WHAT IS ASKED =
(A) Decide whether each statement below agrees with the passage on the AGP protocol, answering yes or no and quoting the deciding words: (i) SEPL applies changes through direct code patches; (ii) RSPL treats resources as passive entities; (iii) Memory is among the resources eligible for evolution.
(B) Pick up the passage on the AGP protocol after its final sentence and carry it forward.

SOURCE DOCUMENT =
——————

AGP is a dual‑layer protocol that separates what can evolve from how it evolves :

Resource Substrate Protocol Layer (RSPL) defines which internal resources—Prompt, Agent, Tool/MCP/Skill, Environment, Memory—are eligible for evolution and provides registration, retrieval, versioning, rollback and audit interfaces.

Self‑Evolution Protocol Layer (SEPL) governs the safe evolution process, formalizing it as a closed‑loop workflow: Reflect → Select → Improve → Evaluate → Commit. All changes are applied via RSPL’s versioned interfaces rather than direct code patches.

RSPL treats resources as passive entities; any state change must pass through SEPL, preventing uncontrolled black‑box modifications.

Resource Substrate Protocol Layer (RSPL)

RSPL abstracts the five core agent components—Prompt, Agent, Tool/MCP/Skill, Environment, Memory—into protocol‑level resources. Each resource is registered with explicit state, lifecycle, version interfaces and an evolvable flag. The layer offers uniform context managers and service APIs for registration, invocation, version management, rollback, contract generation, and execution tracing.

——————

EXTRACTED MATERIAL =
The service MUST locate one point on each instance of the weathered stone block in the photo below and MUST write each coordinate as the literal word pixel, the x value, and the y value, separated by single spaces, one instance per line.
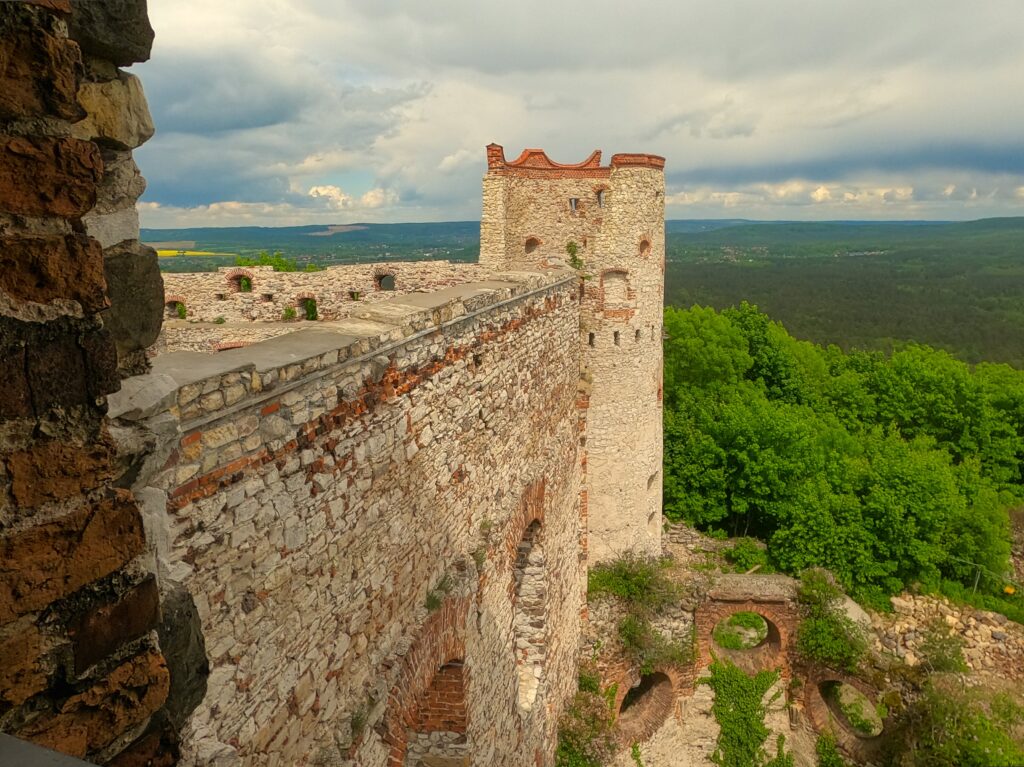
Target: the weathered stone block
pixel 24 671
pixel 116 30
pixel 56 470
pixel 37 70
pixel 122 183
pixel 136 291
pixel 112 228
pixel 43 269
pixel 118 115
pixel 49 561
pixel 48 176
pixel 97 633
pixel 91 720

——————

RESULTS =
(A)
(i) No: "All changes are applied via RSPL’s versioned interfaces rather than direct code patches."
(ii) Yes: "RSPL treats resources as passive entities"
(iii) Yes: "Prompt, Agent, Tool/MCP/Skill, Environment, Memory—are eligible for evolution"

(B)
Because resources are passive, all modifications are forced through SEPL, ensuring evolutions are auditable and reversible.

Self‑Evolution Protocol Layer (SEPL)

SEPL defines the standards for safe evolution. The self‑evolution loop consists of five steps:

Reflect – analyze current performance and failures.

Select – choose candidate resources for improvement.

Improve – generate modifications using any optimization strategy (e.g., Reflection Optimizer, TextGrad, Reinforce++, GRPO).

Evaluate – test the modified resources against validation criteria.

Commit – apply changes through RSPL’s versioned interfaces.

Each iteration produces a traceable, versioned operation rather than an ad‑hoc patch.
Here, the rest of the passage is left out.